INFORMATION:
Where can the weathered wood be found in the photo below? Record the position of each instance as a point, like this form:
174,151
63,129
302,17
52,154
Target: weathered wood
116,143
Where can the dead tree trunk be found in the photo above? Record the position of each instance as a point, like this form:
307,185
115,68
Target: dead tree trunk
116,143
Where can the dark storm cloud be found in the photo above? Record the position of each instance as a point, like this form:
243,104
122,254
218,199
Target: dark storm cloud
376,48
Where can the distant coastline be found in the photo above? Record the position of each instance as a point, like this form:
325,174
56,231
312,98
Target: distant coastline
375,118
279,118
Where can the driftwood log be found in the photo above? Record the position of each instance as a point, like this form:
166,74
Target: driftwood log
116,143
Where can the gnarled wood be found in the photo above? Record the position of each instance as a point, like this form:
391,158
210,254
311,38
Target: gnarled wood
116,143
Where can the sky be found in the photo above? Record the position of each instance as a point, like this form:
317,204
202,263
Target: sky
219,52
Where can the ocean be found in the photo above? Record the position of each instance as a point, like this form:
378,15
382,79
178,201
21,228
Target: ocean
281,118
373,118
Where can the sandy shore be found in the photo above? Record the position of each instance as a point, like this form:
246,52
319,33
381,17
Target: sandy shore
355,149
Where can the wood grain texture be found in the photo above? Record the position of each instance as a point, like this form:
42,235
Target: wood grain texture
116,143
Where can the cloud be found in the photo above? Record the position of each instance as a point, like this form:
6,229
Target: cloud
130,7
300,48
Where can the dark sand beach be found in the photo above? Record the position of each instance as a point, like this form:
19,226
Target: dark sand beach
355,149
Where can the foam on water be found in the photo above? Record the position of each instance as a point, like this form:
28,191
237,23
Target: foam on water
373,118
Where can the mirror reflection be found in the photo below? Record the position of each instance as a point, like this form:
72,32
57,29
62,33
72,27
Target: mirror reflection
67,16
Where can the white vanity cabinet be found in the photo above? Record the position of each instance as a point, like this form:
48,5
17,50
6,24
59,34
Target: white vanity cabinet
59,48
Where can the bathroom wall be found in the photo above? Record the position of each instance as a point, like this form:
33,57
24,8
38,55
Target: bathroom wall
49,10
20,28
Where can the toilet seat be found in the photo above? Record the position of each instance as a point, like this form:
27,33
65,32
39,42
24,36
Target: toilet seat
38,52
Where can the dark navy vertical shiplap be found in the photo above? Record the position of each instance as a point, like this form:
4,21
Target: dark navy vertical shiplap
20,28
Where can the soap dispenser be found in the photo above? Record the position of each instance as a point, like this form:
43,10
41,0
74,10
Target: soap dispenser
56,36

REQUIRED ACTION: Every line above needs to be repeated exactly as shown.

OUTPUT OF THE EXERCISE:
Where can the weathered wood be found in the photo below? Record the position of each instance as a point, like this form:
174,151
63,129
302,17
52,154
Target: weathered wood
116,143
Where can the dead tree trunk be found in the photo above? Record the position of each instance as a point, like this form:
307,185
115,68
Target: dead tree trunk
116,143
Where can the dark storm cloud be found in the photo above? Record the position of each instance as a point, like this form:
243,104
122,254
218,199
Target: dark storm cloud
376,48
Where can the distant coastline be found in the photo above? Record the position of each instance as a point, like this form:
325,174
56,231
312,98
Target: distant coastline
375,118
279,118
Where can the driftwood log be found in the photo above? Record the position of each instance as a point, like this form:
166,74
Target: driftwood log
116,143
Where can the gnarled wood be found in the photo above? Record the position of each instance as a point, like this form:
391,158
210,254
311,38
Target: gnarled wood
116,143
Where can the sky be found in the photo above? Record the position of each instance as a point, like this form:
317,204
202,263
Target: sky
219,52
Where can the ocean be found in the photo above? Record the position of each instance as a point, like this form:
378,15
382,79
178,201
21,228
Target: ocean
281,118
373,118
Where can the sandy shore be found in the photo above? Record the position of each instance as a point, like this form:
246,52
319,33
381,17
Target: sandy shore
355,149
Where can the wood grain texture be found in the photo above? Record the position of each instance as a point, like this form:
42,235
Target: wood grain texture
116,143
Where can the cloud be found in the photo above? Record the position of each instance as a point, like this form:
6,229
Target: cloud
130,7
300,48
Where can the dark sand beach be found in the photo above? Record the position of each instance as a point, like this form:
19,226
Target: dark sand beach
355,149
Where can the foam on water be found in the photo above? Record the position of each instance as a point, like this form:
28,191
237,23
Target: foam on water
373,118
Where can the mirror reflection be found in the photo below? Record the position of each instance as a point, like this form:
72,32
57,29
62,33
72,27
Target: mirror reflection
67,16
Where can the white vanity cabinet be found in the photo above? Record the position of each instance as a point, like this form:
48,5
17,50
6,24
59,34
Target: white vanity cabinet
59,48
Where can the bathroom wall be found in the photo above? Record the position of each instance as a point, like this form:
33,57
24,8
38,55
Target: bathroom wall
49,10
20,28
Where can the toilet seat be found in the photo above? Record the position of each instance as a point, like this form:
27,33
65,32
39,42
24,36
Target: toilet seat
38,52
Where can the dark navy vertical shiplap be found in the photo above? Record the position of each instance as a point, like this form:
4,21
Target: dark navy vertical shiplap
20,28
Where can the soap dispenser be found in the photo above? Record the position of each instance as a point, like this form:
43,10
41,0
74,10
Target: soap dispenser
56,36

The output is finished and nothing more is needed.